(Passage for review Opens)

Top tips on warming up

David Boycott-Brown, strength and conditioning coach at the English Institute of Sport (EIS) works with the GB Badminton team, and gives his top tips for warming up to maximise your potential on court. 

Physical preparation

Physically preparing for badminton is essential to ensure the body is able to cope with the demands placed upon it. Time should be invested developing the required physical abilities, both on and off the court.

For a full time badminton player this includes warming up before training, recovering appropriately after training and supplementing badminton sessions with separate physical sessions to improve strength, power or whichever physical quality requires work.

Lauren Smith 2015 World Championships

“RAMP” Guidelines

A “RAMP” guide to warming up can help you think about what to include before a training session and in which order:

Raising the body temperature and heart rate should be the first priority of the warm up. This can be done in a variety of ways but should be low intensity and progressed as body temperature increases.

(Passage for review Closes)

(Using the information)
1 > Answer these questions about the warm-up tips:
(a) At which organization is David Boycott-Brown a strength and conditioning coach?
(b) Besides warming up before training, what two things does physical preparation include for a full time badminton player?
(c) What should be the first priority of the warm up?
2 > Please repeat word for word the part of the warm-up tips that begins at the words "Lauren Smith 2015" and stops after "body temperature increases.".
The material that comes next has nothing to do with the text.

(Data below Opens)

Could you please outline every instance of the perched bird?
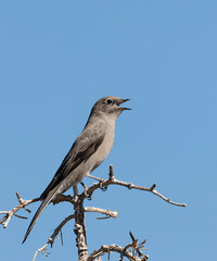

(Data below Closes)

(Task-by-task solutions)
1 >
(a) The English Institute of Sport (EIS)
(b) Recovering appropriately after training, and supplementing badminton sessions with separate physical sessions to improve strength, power or whichever physical quality requires work
(c) Raising the body temperature and heart rate

2 >
Lauren Smith 2015 World Championships

“RAMP” Guidelines

A “RAMP” guide to warming up can help you think about what to include before a training session and in which order:

Raising the body temperature and heart rate should be the first priority of the warm up. This can be done in a variety of ways but should be low intensity and progressed as body temperature increases.